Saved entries
★ ★ ★
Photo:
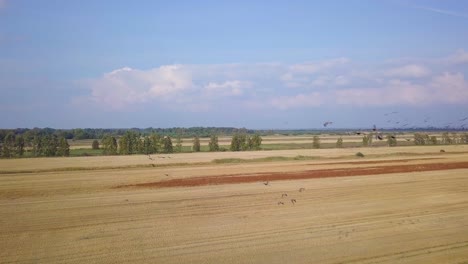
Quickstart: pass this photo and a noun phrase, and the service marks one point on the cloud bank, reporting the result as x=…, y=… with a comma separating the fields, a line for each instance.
x=311, y=84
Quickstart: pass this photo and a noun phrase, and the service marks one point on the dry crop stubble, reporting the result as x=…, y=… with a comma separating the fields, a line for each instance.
x=75, y=216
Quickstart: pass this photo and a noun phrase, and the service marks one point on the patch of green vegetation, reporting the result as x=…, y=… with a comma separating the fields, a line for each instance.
x=85, y=152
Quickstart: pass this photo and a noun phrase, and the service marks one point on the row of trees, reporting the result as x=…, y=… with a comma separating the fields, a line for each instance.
x=446, y=139
x=93, y=133
x=242, y=142
x=132, y=143
x=48, y=146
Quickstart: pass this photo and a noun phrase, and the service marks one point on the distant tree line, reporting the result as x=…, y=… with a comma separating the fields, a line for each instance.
x=241, y=142
x=446, y=139
x=94, y=133
x=12, y=145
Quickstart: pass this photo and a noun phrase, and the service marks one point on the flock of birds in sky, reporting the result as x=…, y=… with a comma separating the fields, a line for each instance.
x=396, y=121
x=399, y=123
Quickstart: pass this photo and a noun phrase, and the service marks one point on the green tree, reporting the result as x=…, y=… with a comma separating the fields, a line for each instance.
x=178, y=144
x=391, y=141
x=339, y=142
x=367, y=140
x=155, y=142
x=51, y=146
x=455, y=138
x=63, y=148
x=95, y=144
x=38, y=146
x=213, y=144
x=446, y=138
x=124, y=146
x=316, y=142
x=9, y=145
x=196, y=144
x=256, y=142
x=20, y=144
x=238, y=142
x=167, y=145
x=464, y=138
x=147, y=146
x=109, y=145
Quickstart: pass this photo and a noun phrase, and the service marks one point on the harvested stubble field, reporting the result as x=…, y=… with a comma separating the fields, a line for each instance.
x=402, y=204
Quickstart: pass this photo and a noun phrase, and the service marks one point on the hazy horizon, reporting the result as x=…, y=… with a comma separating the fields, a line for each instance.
x=252, y=64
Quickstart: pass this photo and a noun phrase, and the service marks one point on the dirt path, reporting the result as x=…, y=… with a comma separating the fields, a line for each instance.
x=311, y=174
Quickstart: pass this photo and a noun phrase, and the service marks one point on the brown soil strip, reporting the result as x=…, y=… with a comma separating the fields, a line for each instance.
x=373, y=161
x=311, y=174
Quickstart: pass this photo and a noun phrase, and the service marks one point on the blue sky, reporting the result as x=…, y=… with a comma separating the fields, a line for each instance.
x=254, y=64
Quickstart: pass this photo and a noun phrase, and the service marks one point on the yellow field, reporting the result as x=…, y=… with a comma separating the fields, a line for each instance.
x=69, y=210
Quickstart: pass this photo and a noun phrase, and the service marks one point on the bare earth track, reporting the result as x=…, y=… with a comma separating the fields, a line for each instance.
x=312, y=174
x=401, y=205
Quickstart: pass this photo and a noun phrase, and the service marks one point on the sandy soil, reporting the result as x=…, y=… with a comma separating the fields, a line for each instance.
x=415, y=212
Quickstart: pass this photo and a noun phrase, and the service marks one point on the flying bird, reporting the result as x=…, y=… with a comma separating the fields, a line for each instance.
x=327, y=123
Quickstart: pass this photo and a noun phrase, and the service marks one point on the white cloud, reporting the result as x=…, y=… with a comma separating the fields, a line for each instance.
x=297, y=101
x=128, y=86
x=228, y=87
x=330, y=81
x=450, y=88
x=407, y=71
x=446, y=88
x=314, y=67
x=202, y=87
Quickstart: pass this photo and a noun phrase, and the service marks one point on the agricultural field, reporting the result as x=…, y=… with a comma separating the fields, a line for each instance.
x=274, y=142
x=405, y=204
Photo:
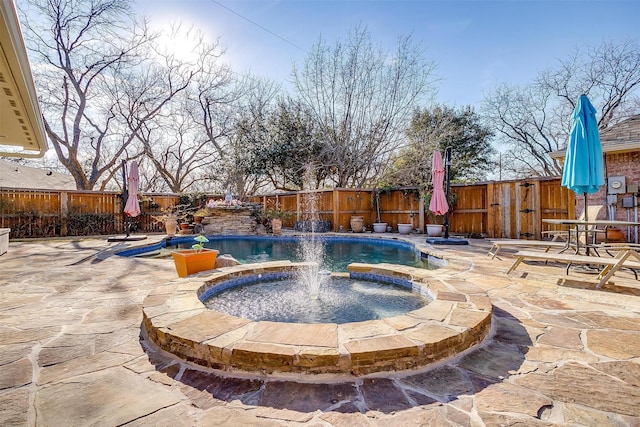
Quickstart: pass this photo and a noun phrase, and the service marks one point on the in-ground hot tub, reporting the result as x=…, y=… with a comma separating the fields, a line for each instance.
x=176, y=320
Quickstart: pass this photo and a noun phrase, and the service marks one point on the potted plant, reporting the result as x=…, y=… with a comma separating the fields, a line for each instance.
x=170, y=216
x=356, y=222
x=276, y=216
x=200, y=214
x=198, y=258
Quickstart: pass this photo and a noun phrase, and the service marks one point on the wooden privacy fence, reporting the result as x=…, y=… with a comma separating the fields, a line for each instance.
x=52, y=213
x=506, y=209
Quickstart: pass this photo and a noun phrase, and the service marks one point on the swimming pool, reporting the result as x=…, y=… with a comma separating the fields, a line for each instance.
x=339, y=251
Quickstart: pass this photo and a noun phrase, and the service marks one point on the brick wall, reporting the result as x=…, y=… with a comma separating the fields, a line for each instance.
x=617, y=164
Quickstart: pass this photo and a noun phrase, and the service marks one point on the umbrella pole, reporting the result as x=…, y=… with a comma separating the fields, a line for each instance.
x=586, y=218
x=125, y=196
x=447, y=163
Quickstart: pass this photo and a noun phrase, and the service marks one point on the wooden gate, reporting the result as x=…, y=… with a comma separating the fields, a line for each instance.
x=527, y=210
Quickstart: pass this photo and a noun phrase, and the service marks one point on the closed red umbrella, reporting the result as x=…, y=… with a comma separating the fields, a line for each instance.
x=438, y=204
x=132, y=207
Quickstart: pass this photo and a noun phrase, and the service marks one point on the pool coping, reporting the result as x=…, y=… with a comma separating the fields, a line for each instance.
x=458, y=318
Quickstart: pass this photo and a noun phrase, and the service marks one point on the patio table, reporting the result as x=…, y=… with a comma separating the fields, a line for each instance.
x=582, y=226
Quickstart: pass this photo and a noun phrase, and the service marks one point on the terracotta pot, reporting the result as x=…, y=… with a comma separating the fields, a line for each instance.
x=171, y=225
x=357, y=223
x=190, y=261
x=276, y=226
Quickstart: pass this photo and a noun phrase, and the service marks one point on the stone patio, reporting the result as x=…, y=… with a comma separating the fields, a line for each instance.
x=562, y=353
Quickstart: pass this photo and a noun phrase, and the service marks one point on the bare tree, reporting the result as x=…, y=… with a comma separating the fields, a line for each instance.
x=534, y=120
x=609, y=74
x=525, y=121
x=81, y=49
x=361, y=99
x=437, y=128
x=182, y=135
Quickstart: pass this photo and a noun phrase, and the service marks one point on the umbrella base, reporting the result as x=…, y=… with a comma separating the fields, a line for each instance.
x=446, y=241
x=130, y=238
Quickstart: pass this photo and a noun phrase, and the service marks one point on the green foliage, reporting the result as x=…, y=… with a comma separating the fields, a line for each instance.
x=284, y=146
x=436, y=129
x=201, y=240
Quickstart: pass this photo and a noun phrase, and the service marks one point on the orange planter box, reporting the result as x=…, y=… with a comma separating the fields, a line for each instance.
x=190, y=261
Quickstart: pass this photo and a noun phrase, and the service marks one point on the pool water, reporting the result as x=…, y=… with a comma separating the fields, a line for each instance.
x=338, y=252
x=340, y=300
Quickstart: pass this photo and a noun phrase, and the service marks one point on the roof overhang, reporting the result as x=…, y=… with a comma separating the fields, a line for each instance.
x=21, y=126
x=606, y=149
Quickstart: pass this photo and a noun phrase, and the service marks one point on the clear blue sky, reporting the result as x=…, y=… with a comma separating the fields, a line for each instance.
x=476, y=44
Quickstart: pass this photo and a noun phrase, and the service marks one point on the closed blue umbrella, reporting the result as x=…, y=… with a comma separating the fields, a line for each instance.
x=584, y=166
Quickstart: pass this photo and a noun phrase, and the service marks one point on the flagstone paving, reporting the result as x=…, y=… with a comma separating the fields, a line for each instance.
x=562, y=353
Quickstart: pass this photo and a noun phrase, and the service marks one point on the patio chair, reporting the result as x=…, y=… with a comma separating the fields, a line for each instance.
x=592, y=210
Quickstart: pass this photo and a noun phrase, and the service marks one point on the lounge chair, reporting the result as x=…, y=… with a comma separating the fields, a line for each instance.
x=624, y=258
x=496, y=245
★ ★ ★
**EXERCISE DIRECTIONS**:
Format everything in the entries above from the line containing "on the brown" down to the line containing "x=401, y=205", both included, as a Markdown table with the columns Row and Line. Number each line in Row, and leave out any blank lines.

**TASK RESULT**:
| Row | Line |
|---|---|
| 1 | Quickstart: pass this photo and a noun phrase, and the service marks one point on the brown soil strip, reporting the result as x=…, y=… with a comma separating the fields, a line for each instance. |
| 2 | x=373, y=161 |
| 3 | x=311, y=174 |
| 4 | Quickstart: pass this photo and a noun phrase, and the service marks one point on the blue sky, reporting the result as x=…, y=… with a comma separating the fields, a line for each instance. |
| 5 | x=254, y=64 |
| 6 | Quickstart: pass this photo and a noun phrase, and the service marks one point on the yellow field, reporting the result as x=…, y=… with a comma separating the fields, a line for each instance. |
| 7 | x=69, y=210 |
| 8 | Quickstart: pass this photo and a noun phrase, and the service marks one point on the bare earth track, reporting the result as x=…, y=… with a comma separating the fields, a line for each instance. |
| 9 | x=312, y=174 |
| 10 | x=401, y=205 |